◆ **GIVEN REQUEST 1**
Select each line of the records that contains the word "green".

◆ **TEXT PASSAGE**
((
Wednesday, 25 October 2017

Rain, pave, wash away, leaves have gone and blocked the drain

It can't have escaped your notice that we've had some pretty bad weather recently with the fallout of two storms, bringing heavy wind and prolonged rainfall and all this water has to go somewhere. In the face of an ever increasing drive to build new houses and a growing trend to pave over front gardens for extra car space (and less maintenance) less water is soaking into the ground and is taken away through drains. These drains enter into man-made channels:

Where these channels end, the water enters old streams and they simply can't cope with the increased volumes of water often resulting in large erosion issues. This is one of the reasons why we have put so much effort into protecting stream banks with our wooden bundles made from harvested willow from the LNR. These fill up with silt and work brilliantly.
These bundles were done several years ago and saved a huge erosion point from getting worse.
A big problem starts to happen with massive downpours, which is compounded by the heavy winds breaking off lager branches all accelerating natural autumnal leaf fall. Larger branches and twigs get washed and trapped against the metal grills of man made culverts, which make a kind of nest which gets lined with all the leaves, which cloggs up the flow of water. When this happens, the water levels back up , rise and even greater erosion and flooding occurs.
))
◆ **GIVEN REQUEST 2**
In the post on storm runoff and stream erosion, list everything that it says gathers at the metal grills of man-made culverts.

Coordinate annotation records
((
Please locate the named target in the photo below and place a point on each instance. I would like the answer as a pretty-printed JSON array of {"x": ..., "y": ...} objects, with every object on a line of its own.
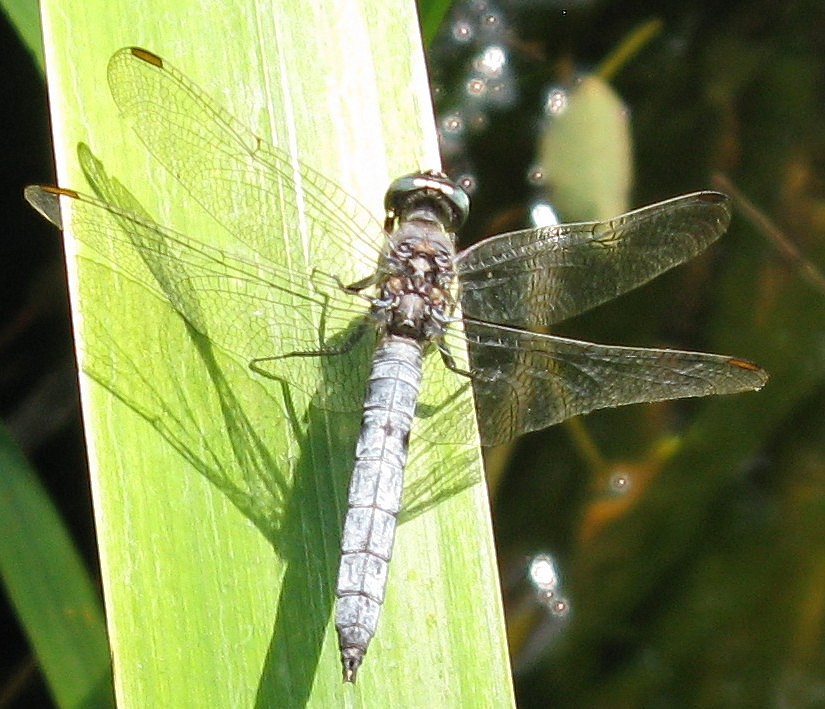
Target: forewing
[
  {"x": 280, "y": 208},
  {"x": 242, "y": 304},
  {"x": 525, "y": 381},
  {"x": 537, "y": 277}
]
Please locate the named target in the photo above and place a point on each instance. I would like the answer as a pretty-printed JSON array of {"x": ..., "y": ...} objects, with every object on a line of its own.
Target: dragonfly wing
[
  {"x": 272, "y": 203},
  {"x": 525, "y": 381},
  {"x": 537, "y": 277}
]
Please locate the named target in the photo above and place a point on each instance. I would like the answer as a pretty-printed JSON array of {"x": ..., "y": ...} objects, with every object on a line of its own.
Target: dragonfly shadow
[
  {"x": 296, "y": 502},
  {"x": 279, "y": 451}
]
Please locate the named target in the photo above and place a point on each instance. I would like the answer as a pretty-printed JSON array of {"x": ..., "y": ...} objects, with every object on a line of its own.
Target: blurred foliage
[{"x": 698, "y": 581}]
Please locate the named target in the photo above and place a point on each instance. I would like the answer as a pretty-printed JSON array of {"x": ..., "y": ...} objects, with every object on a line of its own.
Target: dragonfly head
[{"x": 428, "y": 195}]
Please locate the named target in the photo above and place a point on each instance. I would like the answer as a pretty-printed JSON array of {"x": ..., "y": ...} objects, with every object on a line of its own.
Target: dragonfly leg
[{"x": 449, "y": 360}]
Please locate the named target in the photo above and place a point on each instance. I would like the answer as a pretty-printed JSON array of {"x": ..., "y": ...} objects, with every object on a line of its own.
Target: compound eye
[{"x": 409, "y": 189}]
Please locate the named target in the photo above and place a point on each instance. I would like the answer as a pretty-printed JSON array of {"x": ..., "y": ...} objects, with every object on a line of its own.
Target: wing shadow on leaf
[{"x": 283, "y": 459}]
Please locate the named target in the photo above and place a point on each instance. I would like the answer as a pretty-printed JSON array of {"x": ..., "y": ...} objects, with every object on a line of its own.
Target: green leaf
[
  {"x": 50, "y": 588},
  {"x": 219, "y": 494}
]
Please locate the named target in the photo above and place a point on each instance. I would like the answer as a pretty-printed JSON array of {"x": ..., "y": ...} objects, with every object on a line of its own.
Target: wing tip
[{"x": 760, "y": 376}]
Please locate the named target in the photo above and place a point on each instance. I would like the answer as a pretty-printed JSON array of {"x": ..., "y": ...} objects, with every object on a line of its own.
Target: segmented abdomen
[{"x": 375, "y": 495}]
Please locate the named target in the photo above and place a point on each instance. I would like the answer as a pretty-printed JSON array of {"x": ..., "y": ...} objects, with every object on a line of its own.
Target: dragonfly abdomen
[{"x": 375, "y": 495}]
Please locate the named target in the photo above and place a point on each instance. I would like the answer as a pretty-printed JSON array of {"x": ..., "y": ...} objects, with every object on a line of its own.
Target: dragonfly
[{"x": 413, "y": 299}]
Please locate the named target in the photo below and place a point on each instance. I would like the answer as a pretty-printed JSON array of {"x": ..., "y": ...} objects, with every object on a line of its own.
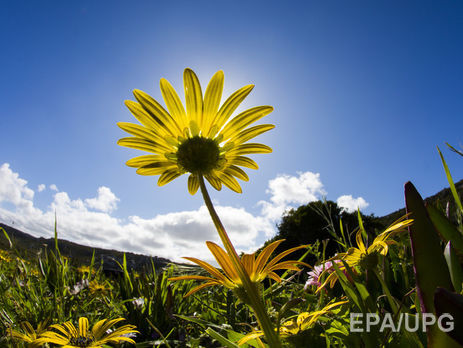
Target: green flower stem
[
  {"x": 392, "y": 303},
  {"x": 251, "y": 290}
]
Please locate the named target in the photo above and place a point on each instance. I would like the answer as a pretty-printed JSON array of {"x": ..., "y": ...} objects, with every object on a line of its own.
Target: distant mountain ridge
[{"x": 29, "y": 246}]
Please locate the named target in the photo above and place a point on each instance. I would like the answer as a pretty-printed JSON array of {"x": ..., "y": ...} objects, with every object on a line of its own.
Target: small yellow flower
))
◆ **WORKED SOLUTION 1**
Target: green leaf
Target: green flower stem

◆ **WORKED SOLUTION 2**
- Larger branches
- Twigs
- Leaves